▶ **Work required**: Transcribe the portion of the article below on Nikki Haley's resignation from Boeing's board that begins with "Haley became governor" and continues through "in December 2018.".

▶ **Excerpted passage**:
========

Former U.N. Ambassador and S.C. Gov. Nikki Haley has resigned from Boeing’s board less than a year after she joined, citing disagreements over how to respond to the fallout from COVID-19.
Haley wrote in her resignation letter that she “cannot support a move to lean on the federal government for a stimulus or bailout that prioritizes our company over others and relies on taxpayers to guarantee our financial position.”
“I have long-held, strong convictions that this is not the role of government,” she wrote.
Boeing said on Tuesday that it supports a $60 billion federal bailout of the aerospace manufacturing industry.
“The long-term outlook for the industry is still strong, but until global passenger traffic resumes to normal levels, these measures are needed to manage the pressure on the aviation sector and the economy as a whole,” the company said in a statement.
Haley said she wants to be a part of helping Boeing push through the challenges that the coronavirus presents, but “when one is part of a team, and one cannot in good faith support the direction of the team, then the proper thing to do is to resign.”
Haley joined Boeing’s board as it struggled to deal with the global grounding of the 737 Max that followed two crashes within five months. Haley wrote in her resignation letter that she has appreciated “the humility and transparency” shown by Boeing to make sure the 737 Max returns to service as “the safest, strongest plane ever flown.”
“I hope you all know that I will continue to be a strong supporter of Boeing and its workforce,” she wrote. “All of you have taught me so much over the past year. Serving with each and every one of you has been a privilege.”
Haley became governor in 2011, the same year Boeing opened its 787 campus in North Charleston. As governor, she aggressively recruited economic development deals to the state, including expansions of Boeing’s S.C. campus.
She left her position as governor in 2017 to serve as the U.S. ambassador to the United Nations; she resigned from that post in December 2018.

========

▶ **Extracted data**:
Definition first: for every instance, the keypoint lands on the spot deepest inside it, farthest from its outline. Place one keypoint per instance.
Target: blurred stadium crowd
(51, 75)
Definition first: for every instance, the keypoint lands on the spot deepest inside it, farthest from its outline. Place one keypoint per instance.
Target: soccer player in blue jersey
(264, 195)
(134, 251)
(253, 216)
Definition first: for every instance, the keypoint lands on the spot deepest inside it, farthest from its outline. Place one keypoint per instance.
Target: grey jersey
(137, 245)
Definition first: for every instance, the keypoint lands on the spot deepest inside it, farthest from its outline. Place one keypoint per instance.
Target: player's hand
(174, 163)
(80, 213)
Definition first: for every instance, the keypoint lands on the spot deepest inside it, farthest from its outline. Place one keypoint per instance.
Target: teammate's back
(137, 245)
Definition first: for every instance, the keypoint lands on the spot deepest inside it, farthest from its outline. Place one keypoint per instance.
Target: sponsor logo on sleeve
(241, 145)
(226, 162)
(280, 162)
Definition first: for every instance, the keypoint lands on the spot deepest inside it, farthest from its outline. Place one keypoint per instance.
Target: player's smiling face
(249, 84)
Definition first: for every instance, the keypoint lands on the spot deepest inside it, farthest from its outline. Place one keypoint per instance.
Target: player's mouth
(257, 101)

========

▶ **Response to the exercise**:
Haley became governor in 2011, the same year Boeing opened its 787 campus in North Charleston. As governor, she aggressively recruited economic development deals to the state, including expansions of Boeing’s S.C. campus.
She left her position as governor in 2017 to serve as the U.S. ambassador to the United Nations; she resigned from that post in December 2018.